━━━ Source extract

[RELEASE] EPG Scraper for Switzerland, Germany, and Austria
#16
There is a new release 0.9J for the epg-script

http://code.google.com/p/epg-swiss/downl...z&can=2&q=

Note :
The ID-has changed inside the script.
Now the script produce 100 % conform xml
Reply
#17
If you get the latest svn trunk it is possible to run this script

- On Ubuntu 10.04. LTS
- Debian 6.0
- allmost all other linux
- Mac OS X Snow Leopard

The support for Mac OS was added by Thomas Oeding (thnx)

Regards
Hans
Reply
#18
This grabber is great.

I found a little bug concerning program time timezone ( so that the epg was off by 1 hour in tvtime & gtvg ).

━━━━━━

→ What this exercise asks
1. In the EPG scraper thread, what did one user report about the grabber's program times, and what caused the problem?
2. Answer these questions from the EPG scraper thread:
(a) What is the number of the new release of the script?
(b) Which version of Debian is listed as able to run the script?
(c) Who added the support for Mac OS?

━━━ Data provided

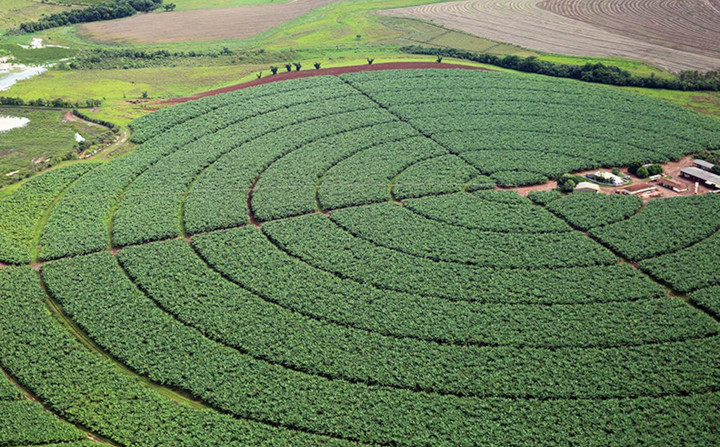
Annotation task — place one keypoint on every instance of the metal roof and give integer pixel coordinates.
(707, 177)
(704, 163)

━━━━━━

→ Written answers
1. The user reported that the EPG was off by 1 hour in tvtime and gtvg. The cause was a small bug concerning the timezone of the program times.

2.
(a) 0.9J
(b) Debian 6.0
(c) Thomas Oeding